Itu segelintir kisah seorang ketua kelas yang tak dianggap. Masih ada 31 orang lain di kelas gue. Tenang, gue nggak akan cerita semua (gue aja males hahaha). Ada hal unik di kelas gue, entah memang unik atau apa. Jadi gini, kalo Loe anggota kelas ini, maka, Loe harus ikhlas memberi dan berbagi. You know what I mean. Sebagai percobaan, Loe ke kantin, nggak usah jajan yang terlalu mahal, terus Loe bawa ke kelas gue. Lalu, sebuah keajaiban akan terjadi dengan makanan Loe. Ada 2 kemungkinan. Pertama, makanan Loe lenyap dengan sedikit sisa, yang kedua, makanan Loe lenyap tanpa sisa sedikitpun. Dan ketika itu terjadi, hidup Loe akan terasa hilang harapan. Ya, itulah contoh keajaiban di kelas gue.
Percobaan selajutnya, coba Loe taruh segelas air mineral di meja, terus Loe tinggal pergi tapi jangan sampai lepas pandangan Loe, beberapa detik kemudian, akan terlihat seseorang mendekati gelas itu, lalu lenyap tanpa jejak. Hal itu selalu terjadi di kelas ini.

> **TUGAS YANG DIKERJAKAN**: Perbarui bagian cuplikan tentang keajaiban di kelas, mulai dari "Percobaan selajutnya, coba" sampai dengan "di kelas ini.", dengan mengganti "air mineral" menjadi "jus jeruk". Daftar berikut tidak ada kaitannya dengan cuplikan tentang keajaiban di kelas.

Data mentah
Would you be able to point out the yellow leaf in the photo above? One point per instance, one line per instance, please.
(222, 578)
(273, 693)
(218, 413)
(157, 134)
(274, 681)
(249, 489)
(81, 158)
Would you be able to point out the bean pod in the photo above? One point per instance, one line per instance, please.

> **JAWABAN AKHIR**:
Percobaan selajutnya, coba Loe taruh segelas jus jeruk di meja, terus Loe tinggal pergi tapi jangan sampai lepas pandangan Loe, beberapa detik kemudian, akan terlihat seseorang mendekati gelas itu, lalu lenyap tanpa jejak. Hal itu selalu terjadi di kelas ini.